# Your objective
When you reproduce these records, keep every word exactly and drop the images.

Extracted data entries
= Beginning of Section =

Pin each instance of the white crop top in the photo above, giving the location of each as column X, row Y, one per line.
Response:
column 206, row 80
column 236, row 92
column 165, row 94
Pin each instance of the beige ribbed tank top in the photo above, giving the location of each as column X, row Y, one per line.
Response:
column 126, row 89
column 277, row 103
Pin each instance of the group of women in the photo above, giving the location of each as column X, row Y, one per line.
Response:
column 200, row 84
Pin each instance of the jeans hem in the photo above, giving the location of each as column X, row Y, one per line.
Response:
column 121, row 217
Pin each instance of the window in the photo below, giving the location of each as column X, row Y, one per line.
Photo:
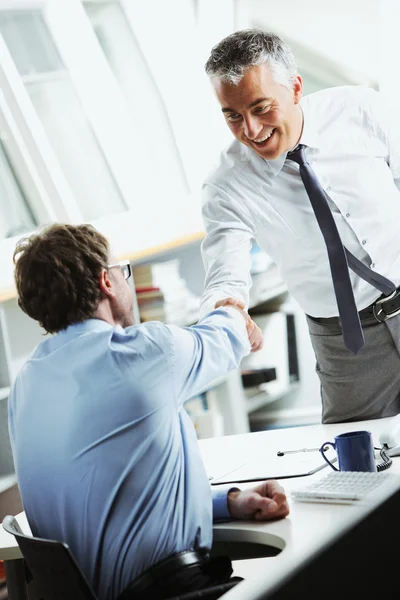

= End of Section =

# Written solution
Pin each instance of the white crop top in the photo above, giving the location of each as column X, row Y, one per line.
Response:
column 206, row 80
column 236, row 92
column 165, row 94
Pin each instance of the beige ribbed tank top in the photo above, giving the location of each as column X, row Y, one per line.
Response:
column 126, row 89
column 277, row 103
Pin each instance of the group of women in the photo above, giving the location of each as column X, row Y, one per line.
Response:
column 200, row 84
Pin each instance of the jeans hem in the photo above, giving the location of each as column X, row Y, one per line.
Response:
column 121, row 217
Pin each instance of the window in the photo below, giving the location of each as column X, row Y, one per line.
Photo:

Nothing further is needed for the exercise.